**Records drawn from a dataset:**
====================

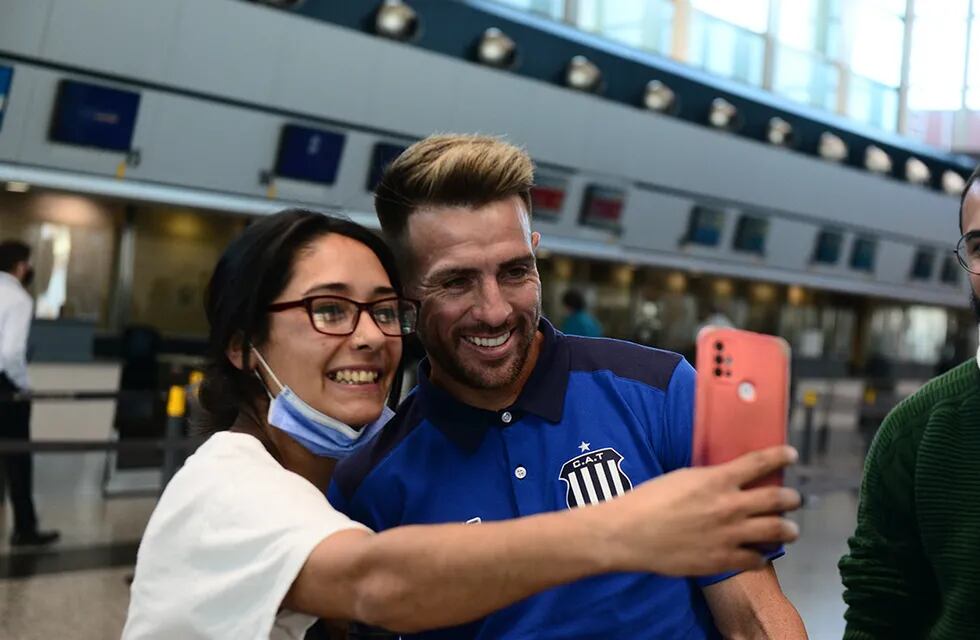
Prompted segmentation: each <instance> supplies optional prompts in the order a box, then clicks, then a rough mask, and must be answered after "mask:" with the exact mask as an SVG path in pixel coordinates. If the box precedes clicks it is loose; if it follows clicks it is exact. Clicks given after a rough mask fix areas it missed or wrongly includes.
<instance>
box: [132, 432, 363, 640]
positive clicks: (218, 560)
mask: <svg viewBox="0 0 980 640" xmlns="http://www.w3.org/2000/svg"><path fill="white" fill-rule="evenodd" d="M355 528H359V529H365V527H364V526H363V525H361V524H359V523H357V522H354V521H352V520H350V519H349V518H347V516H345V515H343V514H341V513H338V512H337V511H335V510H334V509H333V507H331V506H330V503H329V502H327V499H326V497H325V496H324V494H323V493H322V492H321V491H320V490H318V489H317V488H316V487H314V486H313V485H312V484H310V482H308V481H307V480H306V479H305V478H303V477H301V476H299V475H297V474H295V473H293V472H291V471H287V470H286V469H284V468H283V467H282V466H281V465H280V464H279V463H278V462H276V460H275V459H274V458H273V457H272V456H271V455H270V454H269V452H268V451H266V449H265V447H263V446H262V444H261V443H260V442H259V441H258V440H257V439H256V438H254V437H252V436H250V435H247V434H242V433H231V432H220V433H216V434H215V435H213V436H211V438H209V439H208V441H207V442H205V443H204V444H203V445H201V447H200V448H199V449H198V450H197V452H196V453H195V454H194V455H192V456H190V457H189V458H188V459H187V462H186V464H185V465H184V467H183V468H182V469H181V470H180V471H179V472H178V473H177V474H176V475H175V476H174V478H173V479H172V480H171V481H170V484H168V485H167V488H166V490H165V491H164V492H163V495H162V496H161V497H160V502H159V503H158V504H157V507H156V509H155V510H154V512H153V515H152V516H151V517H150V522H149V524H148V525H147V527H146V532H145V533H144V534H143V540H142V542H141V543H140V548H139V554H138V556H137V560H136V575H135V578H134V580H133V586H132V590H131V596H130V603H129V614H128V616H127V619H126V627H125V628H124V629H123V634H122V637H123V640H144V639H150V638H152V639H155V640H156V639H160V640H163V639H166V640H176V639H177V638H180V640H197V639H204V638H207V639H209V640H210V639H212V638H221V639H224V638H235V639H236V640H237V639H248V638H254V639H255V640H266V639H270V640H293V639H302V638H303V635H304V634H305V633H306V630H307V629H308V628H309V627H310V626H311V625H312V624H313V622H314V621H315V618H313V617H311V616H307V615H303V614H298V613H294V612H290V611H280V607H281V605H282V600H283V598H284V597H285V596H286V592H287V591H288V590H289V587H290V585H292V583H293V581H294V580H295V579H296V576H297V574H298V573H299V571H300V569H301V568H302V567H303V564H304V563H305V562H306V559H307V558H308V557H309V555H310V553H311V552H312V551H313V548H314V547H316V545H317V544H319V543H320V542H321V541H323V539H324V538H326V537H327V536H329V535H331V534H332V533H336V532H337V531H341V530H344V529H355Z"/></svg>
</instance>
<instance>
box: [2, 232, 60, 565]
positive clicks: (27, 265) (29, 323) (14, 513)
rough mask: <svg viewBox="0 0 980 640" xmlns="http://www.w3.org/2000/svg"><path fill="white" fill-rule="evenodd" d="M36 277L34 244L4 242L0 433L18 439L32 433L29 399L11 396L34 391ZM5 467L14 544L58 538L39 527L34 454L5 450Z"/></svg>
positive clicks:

====================

Write out the data word for word. Any picture is to be skipped.

**Written answer:**
Prompted segmentation: each <instance> supplies optional prompts in the order a box, then clicks, then a rough mask, and must be answered after "mask:" with the exact mask as an SVG path in pixel coordinates. If the box precedes clicks it is loose; if it follows clicks it is exact. Clicks given after a rough mask fix areas it missed or wrongly includes.
<instance>
box: [132, 432, 363, 640]
positive clicks: (218, 560)
mask: <svg viewBox="0 0 980 640" xmlns="http://www.w3.org/2000/svg"><path fill="white" fill-rule="evenodd" d="M355 528H359V529H365V527H364V526H363V525H361V524H359V523H357V522H354V521H352V520H350V519H349V518H347V516H345V515H343V514H341V513H338V512H337V511H335V510H334V509H333V507H331V506H330V503H329V502H327V499H326V497H325V496H324V494H323V493H322V492H321V491H320V490H318V489H317V488H316V487H314V486H313V485H312V484H310V482H308V481H307V480H306V479H305V478H303V477H301V476H299V475H297V474H295V473H293V472H291V471H287V470H286V469H284V468H283V467H282V466H281V465H280V464H279V463H278V462H276V460H275V459H274V458H273V457H272V456H271V455H270V454H269V452H268V451H266V449H265V447H263V446H262V444H261V443H260V442H259V441H258V440H257V439H256V438H254V437H252V436H250V435H247V434H242V433H231V432H220V433H216V434H215V435H213V436H211V438H209V439H208V441H207V442H205V443H204V444H203V445H201V447H200V448H199V449H198V450H197V452H196V453H195V454H194V455H192V456H190V457H189V458H188V459H187V462H186V464H185V465H184V467H183V468H182V469H181V470H180V471H179V472H178V473H177V474H176V475H175V476H174V478H173V479H172V480H171V481H170V484H168V485H167V488H166V490H165V491H164V492H163V495H162V496H161V497H160V502H159V503H158V504H157V507H156V509H155V510H154V512H153V515H152V516H151V517H150V522H149V524H148V525H147V527H146V532H145V533H144V534H143V540H142V542H141V543H140V548H139V554H138V556H137V560H136V575H135V578H134V580H133V586H132V590H131V596H130V603H129V614H128V616H127V619H126V627H125V628H124V629H123V634H122V637H123V640H144V639H150V638H152V639H155V640H156V639H160V640H163V639H166V640H176V639H177V638H180V640H197V639H204V638H207V639H209V640H210V639H212V638H221V639H224V638H235V639H236V640H237V639H248V638H254V639H255V640H266V639H270V640H293V639H302V638H303V635H304V634H305V633H306V630H307V629H308V628H309V627H310V626H311V625H312V624H313V622H314V621H315V618H313V617H311V616H307V615H303V614H298V613H294V612H290V611H280V607H281V605H282V600H283V598H284V597H285V596H286V592H287V591H288V590H289V587H290V585H292V583H293V581H294V580H295V579H296V576H297V574H298V573H299V571H300V569H301V568H302V567H303V564H304V563H305V562H306V559H307V558H308V557H309V555H310V553H311V552H312V551H313V548H314V547H316V545H317V544H319V543H320V542H321V541H323V539H324V538H326V537H327V536H329V535H331V534H332V533H336V532H337V531H341V530H344V529H355Z"/></svg>
</instance>
<instance>
box: [2, 232, 60, 565]
positive clicks: (27, 265) (29, 323) (14, 513)
rough mask: <svg viewBox="0 0 980 640" xmlns="http://www.w3.org/2000/svg"><path fill="white" fill-rule="evenodd" d="M36 277L34 244L4 242L0 433L18 439L32 433L29 399L11 396L34 391ZM5 467L14 544L58 538L39 527L34 454L5 450Z"/></svg>
positive clicks:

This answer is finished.